[Job item]: Reproduce every one of the following records word for word, without changing a single character.

::::::::::

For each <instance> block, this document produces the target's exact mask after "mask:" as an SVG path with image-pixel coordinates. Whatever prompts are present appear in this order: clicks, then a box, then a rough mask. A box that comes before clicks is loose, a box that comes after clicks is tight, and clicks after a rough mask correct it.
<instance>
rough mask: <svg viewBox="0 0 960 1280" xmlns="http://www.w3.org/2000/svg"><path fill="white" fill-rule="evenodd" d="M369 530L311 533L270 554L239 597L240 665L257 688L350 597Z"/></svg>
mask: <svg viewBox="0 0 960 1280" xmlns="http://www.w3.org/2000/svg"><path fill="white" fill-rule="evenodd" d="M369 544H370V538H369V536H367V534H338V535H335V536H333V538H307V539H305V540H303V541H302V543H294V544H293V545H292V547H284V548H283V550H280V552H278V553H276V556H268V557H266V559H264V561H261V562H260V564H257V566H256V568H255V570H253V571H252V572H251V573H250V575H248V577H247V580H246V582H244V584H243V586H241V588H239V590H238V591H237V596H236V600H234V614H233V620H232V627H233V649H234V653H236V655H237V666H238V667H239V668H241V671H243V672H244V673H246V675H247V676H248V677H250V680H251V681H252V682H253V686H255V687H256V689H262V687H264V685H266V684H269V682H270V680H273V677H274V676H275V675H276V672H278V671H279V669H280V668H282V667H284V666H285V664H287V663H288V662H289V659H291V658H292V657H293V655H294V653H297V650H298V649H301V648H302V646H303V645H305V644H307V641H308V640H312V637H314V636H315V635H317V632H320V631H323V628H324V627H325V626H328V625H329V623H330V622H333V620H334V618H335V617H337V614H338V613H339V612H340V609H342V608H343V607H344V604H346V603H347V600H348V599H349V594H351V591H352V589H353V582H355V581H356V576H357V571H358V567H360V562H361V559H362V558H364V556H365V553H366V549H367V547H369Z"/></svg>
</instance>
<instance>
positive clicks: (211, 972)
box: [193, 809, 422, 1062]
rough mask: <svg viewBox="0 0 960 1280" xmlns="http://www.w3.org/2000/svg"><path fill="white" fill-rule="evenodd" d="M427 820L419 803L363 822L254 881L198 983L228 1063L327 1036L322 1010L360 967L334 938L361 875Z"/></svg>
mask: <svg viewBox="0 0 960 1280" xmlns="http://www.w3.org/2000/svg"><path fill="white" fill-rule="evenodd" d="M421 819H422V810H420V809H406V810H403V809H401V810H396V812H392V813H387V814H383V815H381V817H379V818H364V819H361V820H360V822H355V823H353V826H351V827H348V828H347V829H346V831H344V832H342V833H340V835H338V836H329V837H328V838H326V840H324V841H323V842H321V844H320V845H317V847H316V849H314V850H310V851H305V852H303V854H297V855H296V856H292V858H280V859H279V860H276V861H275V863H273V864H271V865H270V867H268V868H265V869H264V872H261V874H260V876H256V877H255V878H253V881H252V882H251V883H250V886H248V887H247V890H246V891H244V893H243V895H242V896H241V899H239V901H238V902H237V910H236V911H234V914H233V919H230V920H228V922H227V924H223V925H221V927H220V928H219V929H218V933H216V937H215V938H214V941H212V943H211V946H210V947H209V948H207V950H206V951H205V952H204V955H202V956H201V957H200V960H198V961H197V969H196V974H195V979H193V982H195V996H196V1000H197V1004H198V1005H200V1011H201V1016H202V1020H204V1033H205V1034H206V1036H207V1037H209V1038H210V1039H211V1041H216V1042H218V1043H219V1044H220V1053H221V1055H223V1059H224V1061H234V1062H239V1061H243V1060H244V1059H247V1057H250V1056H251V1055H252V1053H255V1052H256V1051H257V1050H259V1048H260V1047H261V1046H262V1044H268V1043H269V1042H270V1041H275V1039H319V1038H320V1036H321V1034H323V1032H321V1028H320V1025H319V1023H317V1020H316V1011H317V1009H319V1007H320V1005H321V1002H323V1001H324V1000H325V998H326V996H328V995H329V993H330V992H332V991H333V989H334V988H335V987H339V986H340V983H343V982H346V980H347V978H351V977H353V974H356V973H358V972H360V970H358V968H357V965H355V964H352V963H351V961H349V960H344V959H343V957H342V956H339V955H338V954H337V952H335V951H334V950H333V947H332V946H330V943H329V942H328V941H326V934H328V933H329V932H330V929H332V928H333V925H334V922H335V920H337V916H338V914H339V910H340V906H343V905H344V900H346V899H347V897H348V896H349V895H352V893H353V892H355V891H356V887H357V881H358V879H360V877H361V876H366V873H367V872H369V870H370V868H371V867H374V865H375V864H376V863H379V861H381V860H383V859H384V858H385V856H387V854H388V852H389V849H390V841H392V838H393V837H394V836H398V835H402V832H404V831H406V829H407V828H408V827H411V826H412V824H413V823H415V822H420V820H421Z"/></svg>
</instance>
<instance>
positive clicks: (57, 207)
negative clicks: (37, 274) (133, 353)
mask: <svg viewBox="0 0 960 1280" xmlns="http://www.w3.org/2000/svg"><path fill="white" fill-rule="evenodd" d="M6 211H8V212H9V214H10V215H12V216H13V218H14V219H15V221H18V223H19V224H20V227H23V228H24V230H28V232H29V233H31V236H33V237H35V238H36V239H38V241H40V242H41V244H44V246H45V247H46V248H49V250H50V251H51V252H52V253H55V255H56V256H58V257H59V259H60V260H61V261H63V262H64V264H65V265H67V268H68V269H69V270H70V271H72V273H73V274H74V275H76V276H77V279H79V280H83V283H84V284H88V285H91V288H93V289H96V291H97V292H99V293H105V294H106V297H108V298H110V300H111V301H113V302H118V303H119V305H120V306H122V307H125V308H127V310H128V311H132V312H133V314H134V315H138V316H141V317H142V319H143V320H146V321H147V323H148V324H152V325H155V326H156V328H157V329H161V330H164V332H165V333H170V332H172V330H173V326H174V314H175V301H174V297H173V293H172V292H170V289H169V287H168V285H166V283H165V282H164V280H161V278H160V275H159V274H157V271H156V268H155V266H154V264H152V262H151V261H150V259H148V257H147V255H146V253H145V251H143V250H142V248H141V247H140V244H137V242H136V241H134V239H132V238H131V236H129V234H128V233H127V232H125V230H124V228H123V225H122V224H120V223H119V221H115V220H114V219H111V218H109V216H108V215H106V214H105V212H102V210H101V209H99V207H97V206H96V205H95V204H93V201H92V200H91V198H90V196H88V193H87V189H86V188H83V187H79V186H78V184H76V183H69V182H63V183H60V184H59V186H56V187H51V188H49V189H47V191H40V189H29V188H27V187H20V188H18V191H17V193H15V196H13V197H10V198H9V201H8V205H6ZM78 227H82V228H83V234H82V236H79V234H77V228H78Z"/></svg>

::::::::::

[Exercise output]:
For each <instance> block, this document produces the target's exact mask after "mask:" as an SVG path with image-pixel coordinates. Whatever prompts are present appear in this order: clicks, then a box, then a rough mask. A box that comes before clicks is loose, a box that comes after clicks is tight, and clicks after a rough mask correct it.
<instance>
rough mask: <svg viewBox="0 0 960 1280" xmlns="http://www.w3.org/2000/svg"><path fill="white" fill-rule="evenodd" d="M369 530L311 533L270 554L239 597L240 665L257 688L350 597Z"/></svg>
mask: <svg viewBox="0 0 960 1280" xmlns="http://www.w3.org/2000/svg"><path fill="white" fill-rule="evenodd" d="M369 544H370V538H369V536H367V534H338V535H335V536H333V538H307V539H305V540H303V541H302V543H294V544H293V545H292V547H284V548H283V550H280V552H278V553H276V556H268V557H266V559H264V561H261V562H260V564H257V566H256V568H255V570H253V571H252V572H251V573H250V575H248V577H247V580H246V582H244V584H243V586H241V588H239V590H238V591H237V596H236V600H234V614H233V620H232V627H233V649H234V653H236V655H237V666H238V667H239V668H241V671H243V672H244V673H246V675H247V676H248V677H250V680H251V681H252V682H253V686H255V687H256V689H262V687H264V685H266V684H269V682H270V680H273V677H274V676H275V675H276V672H278V671H279V669H280V668H282V667H284V666H285V664H287V663H288V662H289V659H291V658H292V657H293V655H294V653H297V650H298V649H301V648H302V646H303V645H305V644H307V641H308V640H312V637H314V636H315V635H317V632H320V631H323V628H324V627H325V626H328V625H329V623H330V622H333V620H334V618H335V617H337V614H338V613H339V612H340V609H342V608H343V607H344V604H346V603H347V600H348V599H349V594H351V591H352V589H353V582H355V581H356V576H357V571H358V567H360V562H361V559H362V558H364V556H365V553H366V549H367V547H369Z"/></svg>
</instance>
<instance>
positive clicks: (211, 972)
box: [193, 809, 422, 1062]
rough mask: <svg viewBox="0 0 960 1280" xmlns="http://www.w3.org/2000/svg"><path fill="white" fill-rule="evenodd" d="M427 820L419 803L363 822L254 881L198 983L228 1063L327 1036L322 1010L360 967L334 938L361 875Z"/></svg>
mask: <svg viewBox="0 0 960 1280" xmlns="http://www.w3.org/2000/svg"><path fill="white" fill-rule="evenodd" d="M421 819H422V810H420V809H406V810H403V809H401V810H396V812H392V813H387V814H383V815H381V817H379V818H364V819H361V820H360V822H355V823H353V826H351V827H348V828H347V829H346V831H344V832H342V833H340V835H338V836H329V837H328V838H326V840H324V841H323V842H321V844H320V845H317V847H316V849H314V850H310V851H305V852H303V854H297V855H296V856H292V858H280V859H279V860H276V861H275V863H273V864H271V865H270V867H268V868H265V869H264V872H261V874H260V876H256V877H255V878H253V881H252V882H251V883H250V886H248V887H247V890H246V891H244V893H243V895H242V896H241V899H239V901H238V902H237V910H236V911H234V914H233V919H230V920H228V922H227V924H223V925H221V927H220V928H219V929H218V933H216V937H215V938H214V941H212V943H211V946H210V947H209V948H207V950H206V951H205V952H204V955H202V956H201V957H200V960H198V961H197V969H196V974H195V979H193V982H195V996H196V1000H197V1004H198V1005H200V1011H201V1016H202V1020H204V1033H205V1034H206V1036H207V1037H209V1038H210V1039H211V1041H216V1042H218V1043H219V1044H220V1053H221V1055H223V1059H224V1061H234V1062H239V1061H243V1060H244V1059H247V1057H250V1056H251V1055H252V1053H255V1052H256V1051H257V1050H259V1048H260V1047H261V1046H262V1044H268V1043H269V1042H270V1041H275V1039H319V1038H320V1036H321V1034H323V1032H321V1028H320V1025H319V1023H317V1020H316V1011H317V1009H319V1007H320V1005H321V1002H323V1001H324V1000H325V998H326V996H328V995H329V993H330V992H332V991H333V989H334V988H335V987H339V986H340V983H343V982H346V980H347V978H351V977H353V974H356V973H358V972H360V970H358V968H357V965H355V964H352V963H351V961H349V960H344V959H343V957H342V956H339V955H338V954H337V952H335V951H334V950H333V947H332V946H330V943H329V942H328V941H326V934H328V933H329V932H330V929H332V928H333V925H334V922H335V920H337V916H338V914H339V910H340V906H343V905H344V900H346V899H347V897H348V896H349V895H352V893H353V892H355V891H356V887H357V881H358V879H360V877H361V876H366V873H367V872H369V870H370V868H371V867H374V865H375V864H376V863H379V861H381V860H383V859H384V858H385V856H387V854H388V852H389V849H390V841H392V838H393V837H394V836H398V835H402V832H404V831H406V829H407V828H408V827H411V826H412V824H413V823H415V822H420V820H421Z"/></svg>
</instance>
<instance>
positive clicks: (57, 207)
negative clicks: (37, 274) (133, 353)
mask: <svg viewBox="0 0 960 1280" xmlns="http://www.w3.org/2000/svg"><path fill="white" fill-rule="evenodd" d="M6 211H8V212H9V214H10V215H12V216H13V218H14V219H15V221H18V223H19V224H20V227H23V228H24V230H28V232H29V233H31V236H33V237H35V238H36V239H38V241H40V242H41V244H44V246H45V247H46V248H49V250H50V251H51V252H52V253H55V255H56V256H58V257H59V259H60V260H61V261H63V262H64V264H65V265H67V268H68V269H69V270H70V271H72V273H73V274H74V275H76V276H77V279H79V280H83V283H84V284H88V285H91V288H93V289H96V291H97V292H99V293H105V294H106V297H108V298H110V300H111V301H113V302H118V303H119V305H120V306H122V307H125V308H127V310H128V311H132V312H133V314H134V315H138V316H141V317H142V319H143V320H146V321H147V323H148V324H152V325H155V326H156V328H157V329H161V330H164V332H165V333H170V332H172V330H173V326H174V314H175V301H174V297H173V293H172V292H170V289H169V287H168V285H166V283H165V282H164V280H161V278H160V275H159V274H157V271H156V268H155V266H154V264H152V262H151V261H150V259H148V257H147V255H146V253H145V251H143V250H142V248H141V247H140V244H137V242H136V241H134V239H132V238H131V236H129V234H128V233H127V232H125V230H124V228H123V225H122V224H120V223H119V221H115V220H114V219H111V218H109V216H108V215H106V214H105V212H102V210H101V209H99V207H97V206H96V205H95V204H93V201H92V200H91V198H90V196H88V193H87V189H86V188H83V187H79V186H78V184H76V183H69V182H63V183H60V184H59V186H56V187H51V188H49V189H47V191H40V189H29V188H27V187H20V188H18V191H17V193H15V196H13V197H10V198H9V201H8V205H6ZM78 227H82V228H83V234H82V236H79V234H77V228H78Z"/></svg>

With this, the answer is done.